(Task directions) Show each line in the records below that contains the word "cloud".

[Items for region annotation]

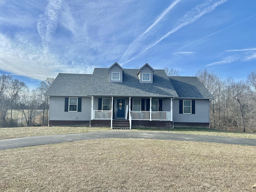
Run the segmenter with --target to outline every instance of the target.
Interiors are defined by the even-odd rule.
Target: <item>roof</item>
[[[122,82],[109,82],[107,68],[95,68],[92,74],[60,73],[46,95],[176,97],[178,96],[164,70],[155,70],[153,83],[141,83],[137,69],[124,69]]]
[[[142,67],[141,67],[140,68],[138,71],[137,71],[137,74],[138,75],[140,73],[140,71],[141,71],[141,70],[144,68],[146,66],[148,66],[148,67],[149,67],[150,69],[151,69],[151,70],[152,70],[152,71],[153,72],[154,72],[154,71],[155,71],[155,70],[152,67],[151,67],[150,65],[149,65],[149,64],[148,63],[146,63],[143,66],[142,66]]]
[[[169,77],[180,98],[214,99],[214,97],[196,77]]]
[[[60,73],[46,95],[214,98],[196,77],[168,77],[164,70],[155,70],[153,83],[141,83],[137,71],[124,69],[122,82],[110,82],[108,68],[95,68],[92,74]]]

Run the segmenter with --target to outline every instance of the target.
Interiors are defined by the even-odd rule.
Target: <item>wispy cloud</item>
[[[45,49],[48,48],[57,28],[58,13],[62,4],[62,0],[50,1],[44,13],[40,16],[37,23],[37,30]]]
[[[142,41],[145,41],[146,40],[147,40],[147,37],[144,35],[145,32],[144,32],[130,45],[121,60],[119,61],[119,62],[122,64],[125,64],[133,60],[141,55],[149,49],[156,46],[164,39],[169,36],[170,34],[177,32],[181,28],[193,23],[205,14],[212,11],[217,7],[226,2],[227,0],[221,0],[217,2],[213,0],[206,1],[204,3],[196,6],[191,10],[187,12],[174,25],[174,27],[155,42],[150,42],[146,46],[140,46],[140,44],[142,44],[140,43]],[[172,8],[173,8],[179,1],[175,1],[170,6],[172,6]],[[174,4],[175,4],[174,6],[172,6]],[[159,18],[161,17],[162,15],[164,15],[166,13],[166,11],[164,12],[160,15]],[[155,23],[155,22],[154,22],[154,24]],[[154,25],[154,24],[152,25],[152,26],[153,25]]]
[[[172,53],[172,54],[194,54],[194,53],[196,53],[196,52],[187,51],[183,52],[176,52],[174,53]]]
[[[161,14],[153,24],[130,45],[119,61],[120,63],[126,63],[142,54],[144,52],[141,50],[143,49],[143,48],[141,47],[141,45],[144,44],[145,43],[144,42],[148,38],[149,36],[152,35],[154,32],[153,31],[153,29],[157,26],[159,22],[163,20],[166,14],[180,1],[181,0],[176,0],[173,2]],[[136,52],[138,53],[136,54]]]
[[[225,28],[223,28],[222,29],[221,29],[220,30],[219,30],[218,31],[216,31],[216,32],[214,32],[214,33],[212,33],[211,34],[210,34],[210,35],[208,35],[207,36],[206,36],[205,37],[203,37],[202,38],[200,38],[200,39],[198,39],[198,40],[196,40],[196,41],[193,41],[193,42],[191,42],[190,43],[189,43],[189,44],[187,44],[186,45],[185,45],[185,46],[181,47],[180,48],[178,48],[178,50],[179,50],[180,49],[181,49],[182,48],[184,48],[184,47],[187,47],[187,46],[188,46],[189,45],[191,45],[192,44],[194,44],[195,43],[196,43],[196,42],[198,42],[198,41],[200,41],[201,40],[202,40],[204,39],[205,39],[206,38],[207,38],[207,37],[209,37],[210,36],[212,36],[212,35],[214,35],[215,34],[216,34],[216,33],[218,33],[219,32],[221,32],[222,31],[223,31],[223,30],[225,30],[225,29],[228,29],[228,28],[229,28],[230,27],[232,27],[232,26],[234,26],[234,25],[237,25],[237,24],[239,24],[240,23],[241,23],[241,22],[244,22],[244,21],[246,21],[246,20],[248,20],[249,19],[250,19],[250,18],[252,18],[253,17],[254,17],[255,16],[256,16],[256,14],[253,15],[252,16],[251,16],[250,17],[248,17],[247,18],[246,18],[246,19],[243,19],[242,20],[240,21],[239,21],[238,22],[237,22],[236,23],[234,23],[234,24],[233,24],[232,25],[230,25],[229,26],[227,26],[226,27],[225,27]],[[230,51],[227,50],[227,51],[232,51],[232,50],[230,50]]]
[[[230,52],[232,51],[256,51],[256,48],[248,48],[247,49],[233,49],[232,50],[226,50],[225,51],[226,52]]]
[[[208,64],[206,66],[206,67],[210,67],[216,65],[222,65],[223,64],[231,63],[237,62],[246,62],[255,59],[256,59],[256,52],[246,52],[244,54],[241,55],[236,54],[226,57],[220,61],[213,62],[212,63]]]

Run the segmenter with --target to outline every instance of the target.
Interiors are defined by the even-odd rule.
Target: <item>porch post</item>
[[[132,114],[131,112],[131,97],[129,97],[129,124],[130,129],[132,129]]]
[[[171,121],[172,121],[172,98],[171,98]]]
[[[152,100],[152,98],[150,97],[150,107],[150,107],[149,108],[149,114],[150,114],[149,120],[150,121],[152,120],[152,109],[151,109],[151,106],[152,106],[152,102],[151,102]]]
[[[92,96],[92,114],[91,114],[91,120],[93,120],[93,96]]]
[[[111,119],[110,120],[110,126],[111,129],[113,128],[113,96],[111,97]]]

==

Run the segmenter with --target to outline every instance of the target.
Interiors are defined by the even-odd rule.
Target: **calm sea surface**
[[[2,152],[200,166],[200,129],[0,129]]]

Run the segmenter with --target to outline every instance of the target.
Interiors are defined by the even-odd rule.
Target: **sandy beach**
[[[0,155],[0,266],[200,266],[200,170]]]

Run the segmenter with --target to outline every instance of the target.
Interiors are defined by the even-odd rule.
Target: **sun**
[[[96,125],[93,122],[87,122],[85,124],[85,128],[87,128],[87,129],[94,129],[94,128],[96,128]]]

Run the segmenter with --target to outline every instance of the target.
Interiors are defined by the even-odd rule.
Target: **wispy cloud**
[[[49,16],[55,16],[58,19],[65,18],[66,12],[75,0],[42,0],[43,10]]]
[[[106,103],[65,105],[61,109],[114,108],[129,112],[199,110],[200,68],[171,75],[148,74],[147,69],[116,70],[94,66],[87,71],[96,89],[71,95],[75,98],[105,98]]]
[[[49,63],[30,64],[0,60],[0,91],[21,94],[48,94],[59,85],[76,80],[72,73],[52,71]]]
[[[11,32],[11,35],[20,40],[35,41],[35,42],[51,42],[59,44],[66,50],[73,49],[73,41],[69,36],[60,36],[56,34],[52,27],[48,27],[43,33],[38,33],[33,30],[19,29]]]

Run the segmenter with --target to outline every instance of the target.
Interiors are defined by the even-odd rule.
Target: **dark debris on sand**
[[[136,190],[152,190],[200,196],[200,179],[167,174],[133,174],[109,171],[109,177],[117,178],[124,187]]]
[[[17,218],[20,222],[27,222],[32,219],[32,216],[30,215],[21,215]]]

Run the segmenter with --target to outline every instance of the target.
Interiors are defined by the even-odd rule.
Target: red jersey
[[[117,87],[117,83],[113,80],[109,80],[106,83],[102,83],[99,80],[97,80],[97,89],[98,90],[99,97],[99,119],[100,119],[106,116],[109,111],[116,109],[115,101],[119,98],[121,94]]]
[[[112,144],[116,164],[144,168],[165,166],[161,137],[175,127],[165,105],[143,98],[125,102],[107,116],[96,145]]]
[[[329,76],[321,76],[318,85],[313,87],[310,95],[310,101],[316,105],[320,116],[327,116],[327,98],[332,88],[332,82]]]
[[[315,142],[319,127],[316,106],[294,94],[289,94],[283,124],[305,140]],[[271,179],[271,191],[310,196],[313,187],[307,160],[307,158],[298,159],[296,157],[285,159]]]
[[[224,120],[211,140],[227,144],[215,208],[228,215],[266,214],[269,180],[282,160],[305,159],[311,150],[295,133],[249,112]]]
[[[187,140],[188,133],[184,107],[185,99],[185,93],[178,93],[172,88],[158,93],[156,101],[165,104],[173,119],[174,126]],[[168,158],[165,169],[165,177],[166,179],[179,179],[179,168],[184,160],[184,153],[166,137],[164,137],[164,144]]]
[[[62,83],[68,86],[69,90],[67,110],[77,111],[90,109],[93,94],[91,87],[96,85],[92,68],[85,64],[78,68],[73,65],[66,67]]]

...

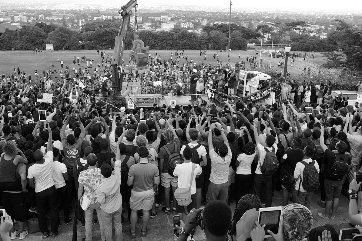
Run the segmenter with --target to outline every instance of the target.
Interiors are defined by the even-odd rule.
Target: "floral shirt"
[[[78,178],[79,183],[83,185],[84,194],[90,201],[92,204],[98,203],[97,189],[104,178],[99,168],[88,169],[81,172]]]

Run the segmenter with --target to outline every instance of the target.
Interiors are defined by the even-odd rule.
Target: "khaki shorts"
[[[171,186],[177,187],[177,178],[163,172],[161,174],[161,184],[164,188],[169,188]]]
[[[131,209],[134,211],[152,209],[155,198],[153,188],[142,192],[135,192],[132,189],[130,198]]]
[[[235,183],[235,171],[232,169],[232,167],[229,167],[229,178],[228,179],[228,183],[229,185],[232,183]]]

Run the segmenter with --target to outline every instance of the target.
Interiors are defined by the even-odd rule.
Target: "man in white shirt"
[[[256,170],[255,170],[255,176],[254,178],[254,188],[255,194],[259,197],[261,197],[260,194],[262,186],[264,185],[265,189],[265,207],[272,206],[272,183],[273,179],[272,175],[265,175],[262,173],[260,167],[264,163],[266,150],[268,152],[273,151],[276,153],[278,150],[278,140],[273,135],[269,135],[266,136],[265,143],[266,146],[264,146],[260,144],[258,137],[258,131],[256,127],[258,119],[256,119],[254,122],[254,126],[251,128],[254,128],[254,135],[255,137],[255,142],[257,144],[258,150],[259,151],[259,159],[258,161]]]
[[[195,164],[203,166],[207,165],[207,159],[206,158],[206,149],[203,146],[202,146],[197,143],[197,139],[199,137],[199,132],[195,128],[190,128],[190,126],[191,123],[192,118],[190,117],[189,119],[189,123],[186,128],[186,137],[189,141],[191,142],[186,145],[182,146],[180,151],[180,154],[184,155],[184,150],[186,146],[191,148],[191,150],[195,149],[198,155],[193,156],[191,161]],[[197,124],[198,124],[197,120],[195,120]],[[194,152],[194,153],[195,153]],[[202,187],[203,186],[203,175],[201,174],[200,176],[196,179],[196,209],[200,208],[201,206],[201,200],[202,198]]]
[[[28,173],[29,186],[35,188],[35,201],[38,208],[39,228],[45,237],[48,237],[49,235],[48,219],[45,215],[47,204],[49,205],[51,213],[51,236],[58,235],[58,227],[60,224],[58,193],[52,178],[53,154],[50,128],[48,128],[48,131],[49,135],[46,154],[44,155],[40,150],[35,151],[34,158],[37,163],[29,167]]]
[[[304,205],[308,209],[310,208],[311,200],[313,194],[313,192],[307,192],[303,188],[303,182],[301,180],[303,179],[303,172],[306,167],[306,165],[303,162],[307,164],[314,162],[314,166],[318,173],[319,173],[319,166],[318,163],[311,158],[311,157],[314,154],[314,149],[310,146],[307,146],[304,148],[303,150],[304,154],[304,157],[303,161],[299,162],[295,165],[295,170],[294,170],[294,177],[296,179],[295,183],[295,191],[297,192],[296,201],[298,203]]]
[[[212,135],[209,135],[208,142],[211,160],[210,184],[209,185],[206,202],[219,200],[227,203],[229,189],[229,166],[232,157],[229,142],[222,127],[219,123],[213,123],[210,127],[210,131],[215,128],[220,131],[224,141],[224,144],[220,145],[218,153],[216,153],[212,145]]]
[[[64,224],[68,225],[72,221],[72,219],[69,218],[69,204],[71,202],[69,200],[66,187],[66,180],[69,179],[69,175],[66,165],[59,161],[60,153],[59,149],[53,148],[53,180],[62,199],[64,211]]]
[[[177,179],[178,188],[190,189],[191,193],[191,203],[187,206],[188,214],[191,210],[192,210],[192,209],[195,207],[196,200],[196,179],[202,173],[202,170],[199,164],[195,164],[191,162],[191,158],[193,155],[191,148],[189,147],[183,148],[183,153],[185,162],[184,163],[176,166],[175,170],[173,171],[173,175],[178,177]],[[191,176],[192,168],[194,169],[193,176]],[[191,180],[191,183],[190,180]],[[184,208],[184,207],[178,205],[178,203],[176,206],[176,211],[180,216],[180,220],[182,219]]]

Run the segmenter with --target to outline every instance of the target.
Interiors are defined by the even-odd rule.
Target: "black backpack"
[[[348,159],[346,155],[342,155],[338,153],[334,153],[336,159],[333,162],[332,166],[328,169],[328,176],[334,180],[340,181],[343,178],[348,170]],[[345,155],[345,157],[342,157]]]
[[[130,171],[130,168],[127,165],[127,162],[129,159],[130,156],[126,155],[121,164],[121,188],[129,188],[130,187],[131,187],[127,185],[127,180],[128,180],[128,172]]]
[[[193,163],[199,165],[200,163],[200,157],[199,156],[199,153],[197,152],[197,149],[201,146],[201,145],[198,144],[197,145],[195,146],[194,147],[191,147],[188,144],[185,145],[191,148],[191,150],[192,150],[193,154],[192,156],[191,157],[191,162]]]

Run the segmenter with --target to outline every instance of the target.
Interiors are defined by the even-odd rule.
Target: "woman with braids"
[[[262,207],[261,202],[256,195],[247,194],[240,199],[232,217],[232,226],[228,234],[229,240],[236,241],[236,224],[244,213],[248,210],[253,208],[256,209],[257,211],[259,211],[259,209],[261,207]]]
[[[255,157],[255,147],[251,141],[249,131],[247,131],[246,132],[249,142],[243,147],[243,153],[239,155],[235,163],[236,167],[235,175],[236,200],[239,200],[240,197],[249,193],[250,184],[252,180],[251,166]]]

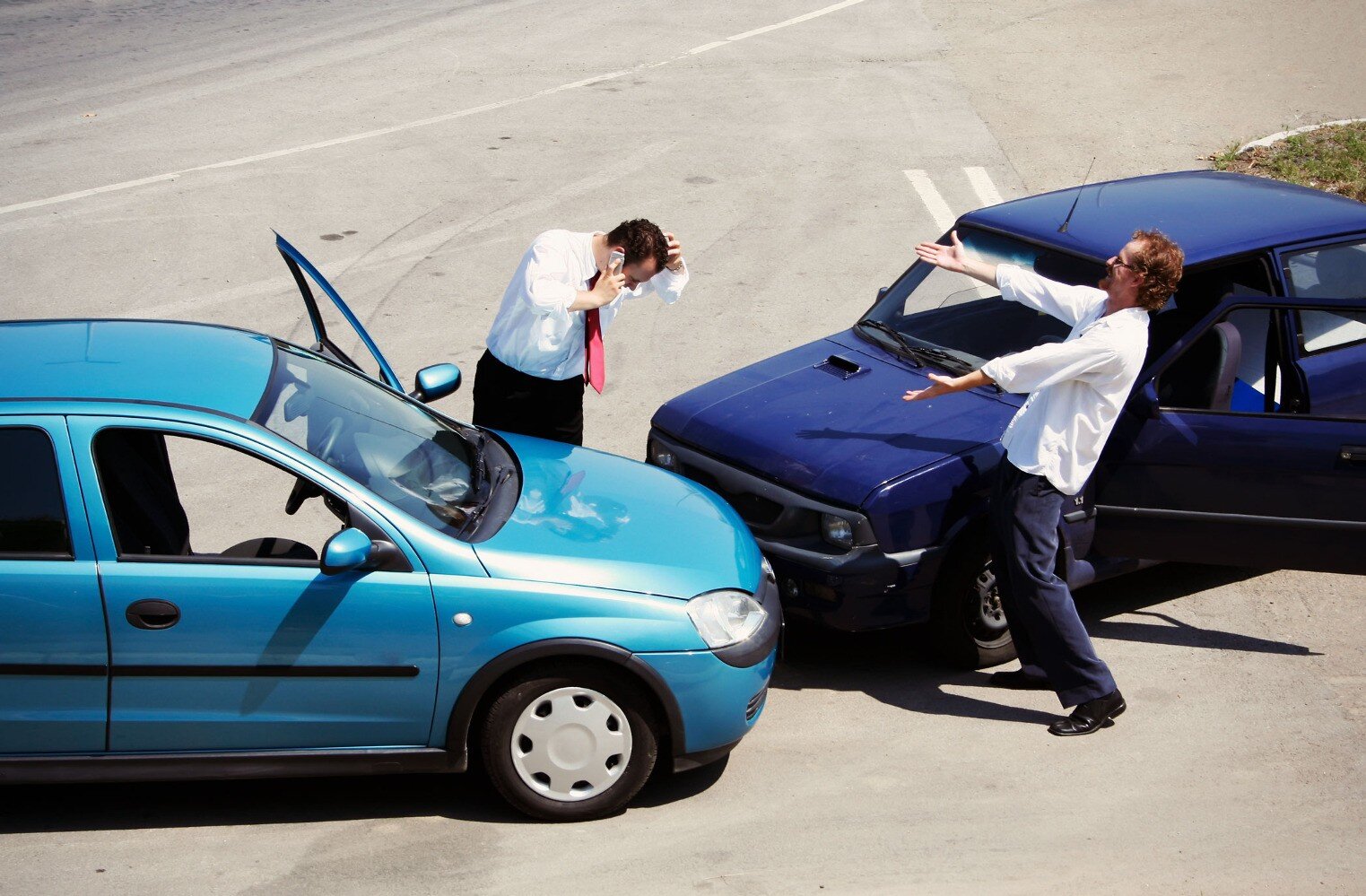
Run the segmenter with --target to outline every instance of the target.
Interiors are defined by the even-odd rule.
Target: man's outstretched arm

(Complete answer)
Target: <item>wispy cloud</item>
Target: **wispy cloud**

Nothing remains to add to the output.